Professor Jeffrey D. Sachs

Jeffrey D. Sachs, Professor of Sustainable Development, Professor of Health Policy and Management, and Director of the Earth Institute at Columbia University, is also Special Adviser to the United Nations Secretary-General on the Millennium Development Goals. His books include The End of Poverty, Common Wealth, and, most recently, The Age of Sustainable Development.

Read more at www.project-syndicate.org/columni…


The UN at 70

Project Syndicate – Sunday, August 23, 2015

NEW YORK –The United Nations will mark its 70th anniversary when world leaders assemble next month at its headquarters in New York. Though there will be plenty of fanfare, it will inadequately reflect the UN’s value, not only as the most important political innovation of the twentieth century, but also as the best bargain on the planet. But if the UN is to continue to fulfill its unique and vital global role in the twenty-first century, it must be upgraded in three key ways.

Fortunately, there is plenty to motivate world leaders to do what it takes. Indeed, the UN has had two major recent triumphs, with two more on the way before the end of this year.

The first triumph is the nuclear agreement with Iran. Sometimes misinterpreted as an agreement between Iran and the United States, the accord is in fact between Iran and the UN, represented by the five permanent members of the Security Council (China, France, Russia, the United Kingdom, and the US), plus Germany. An Iranian diplomat, in explaining why his country will scrupulously honor the agreement, made the point vividly: “Do you really think that Iran would dare to cheat on the very five UN Security Council permanent members that can seal our country’s fate?”

The second big triumph is the successful conclusion, after 15 years, of the Millennium Development Goals, which have underpinned the largest, longest, and most effective global poverty-reduction effort ever undertaken. Two UN Secretaries-General have overseen the MDGs: Kofi Annan, who introduced them in 2000, and Ban Ki-moon, who, since succeeding Annan at the start of 2007, has led vigorously and effectively to achieve them.

The MDGs have engendered impressive progress in poverty reduction, public health, school enrollment, gender equality in education, and other areas. Since 1990 (the reference date for the targets), the global rate of extreme poverty has been reduced by well over half – more than fulfilling the agenda’s number one goal.

Inspired by the MDGs’ success, the UN’s member countries are set to adopt the Sustainable Development Goals (SDGs) – which will aim to end extreme poverty in all its forms everywhere, narrow inequalities, and ensure environmental sustainability by 2030 – next month. This, the UN’s third triumph of 2015, could help to bring about the fourth: a global agreement on climate control, under the auspices of the UN Framework Convention on Climate Change, in Paris in December.

• • •

▸ Goals
[1] In the article on the UN at 70, which two UN Secretaries-General are named as having overseen the Millennium Development Goals?
[2] Please pull out each line of the records that contains the string "curtain".

(Excerpts from segmentation records)
• • •

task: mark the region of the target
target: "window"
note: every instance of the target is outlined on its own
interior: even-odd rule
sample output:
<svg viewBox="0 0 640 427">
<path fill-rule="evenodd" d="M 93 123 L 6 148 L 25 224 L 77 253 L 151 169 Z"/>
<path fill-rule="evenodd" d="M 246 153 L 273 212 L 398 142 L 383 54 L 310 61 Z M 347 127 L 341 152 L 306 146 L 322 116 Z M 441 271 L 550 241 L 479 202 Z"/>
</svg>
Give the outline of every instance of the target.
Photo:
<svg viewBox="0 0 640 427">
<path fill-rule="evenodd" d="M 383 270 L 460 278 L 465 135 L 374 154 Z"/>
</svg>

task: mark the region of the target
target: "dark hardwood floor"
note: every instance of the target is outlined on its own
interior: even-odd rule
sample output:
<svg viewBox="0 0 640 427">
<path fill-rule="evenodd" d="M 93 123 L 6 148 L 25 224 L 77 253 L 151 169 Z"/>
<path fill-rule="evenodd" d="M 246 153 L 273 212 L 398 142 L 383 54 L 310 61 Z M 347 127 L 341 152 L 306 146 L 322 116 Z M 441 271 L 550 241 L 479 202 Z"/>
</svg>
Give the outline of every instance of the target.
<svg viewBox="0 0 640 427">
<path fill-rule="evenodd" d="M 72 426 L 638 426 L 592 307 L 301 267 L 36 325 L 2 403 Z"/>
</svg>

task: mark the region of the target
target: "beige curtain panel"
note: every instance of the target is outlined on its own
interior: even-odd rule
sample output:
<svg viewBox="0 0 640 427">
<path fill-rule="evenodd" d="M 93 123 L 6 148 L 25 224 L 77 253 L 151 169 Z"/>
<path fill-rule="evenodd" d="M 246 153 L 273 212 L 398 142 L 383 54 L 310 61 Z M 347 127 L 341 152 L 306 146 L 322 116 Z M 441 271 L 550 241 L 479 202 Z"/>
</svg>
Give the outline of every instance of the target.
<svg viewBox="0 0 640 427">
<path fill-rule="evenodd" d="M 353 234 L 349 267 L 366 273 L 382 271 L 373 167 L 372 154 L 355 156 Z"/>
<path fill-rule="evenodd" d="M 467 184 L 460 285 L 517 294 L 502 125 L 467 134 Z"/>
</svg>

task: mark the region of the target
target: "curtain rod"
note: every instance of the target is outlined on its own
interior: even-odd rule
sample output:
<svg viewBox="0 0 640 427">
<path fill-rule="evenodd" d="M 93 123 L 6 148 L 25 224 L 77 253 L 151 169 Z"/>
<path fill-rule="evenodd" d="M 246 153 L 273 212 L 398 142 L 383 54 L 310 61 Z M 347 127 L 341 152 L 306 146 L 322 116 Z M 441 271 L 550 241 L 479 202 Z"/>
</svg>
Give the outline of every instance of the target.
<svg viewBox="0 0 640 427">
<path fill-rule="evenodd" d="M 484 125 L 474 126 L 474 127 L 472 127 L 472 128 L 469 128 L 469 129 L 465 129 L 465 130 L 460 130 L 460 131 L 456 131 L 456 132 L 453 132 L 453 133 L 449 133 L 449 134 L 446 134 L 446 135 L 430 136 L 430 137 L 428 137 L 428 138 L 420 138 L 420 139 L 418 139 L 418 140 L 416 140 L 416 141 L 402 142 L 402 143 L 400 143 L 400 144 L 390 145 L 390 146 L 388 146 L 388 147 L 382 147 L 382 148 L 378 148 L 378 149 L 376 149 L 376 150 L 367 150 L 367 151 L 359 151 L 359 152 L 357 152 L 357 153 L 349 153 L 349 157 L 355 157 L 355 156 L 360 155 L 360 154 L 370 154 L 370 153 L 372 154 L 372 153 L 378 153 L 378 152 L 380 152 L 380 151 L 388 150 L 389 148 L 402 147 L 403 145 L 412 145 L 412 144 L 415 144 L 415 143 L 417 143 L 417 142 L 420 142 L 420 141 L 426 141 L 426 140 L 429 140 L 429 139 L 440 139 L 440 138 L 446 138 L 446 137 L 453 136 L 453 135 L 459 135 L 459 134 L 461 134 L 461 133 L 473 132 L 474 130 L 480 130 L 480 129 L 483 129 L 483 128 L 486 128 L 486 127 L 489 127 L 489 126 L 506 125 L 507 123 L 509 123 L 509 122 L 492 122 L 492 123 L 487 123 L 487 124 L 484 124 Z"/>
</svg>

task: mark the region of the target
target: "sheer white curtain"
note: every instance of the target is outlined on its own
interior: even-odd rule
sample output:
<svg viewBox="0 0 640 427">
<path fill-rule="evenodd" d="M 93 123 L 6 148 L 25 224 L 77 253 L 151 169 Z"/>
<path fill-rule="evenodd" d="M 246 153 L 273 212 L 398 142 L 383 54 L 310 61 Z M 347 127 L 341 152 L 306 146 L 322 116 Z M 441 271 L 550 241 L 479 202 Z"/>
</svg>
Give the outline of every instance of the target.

• • •

▸ Results of the exercise
[1] Kofi Annan and Ban Ki-moon.

[2]
target: "beige curtain panel"
target: "curtain rod"
target: "sheer white curtain"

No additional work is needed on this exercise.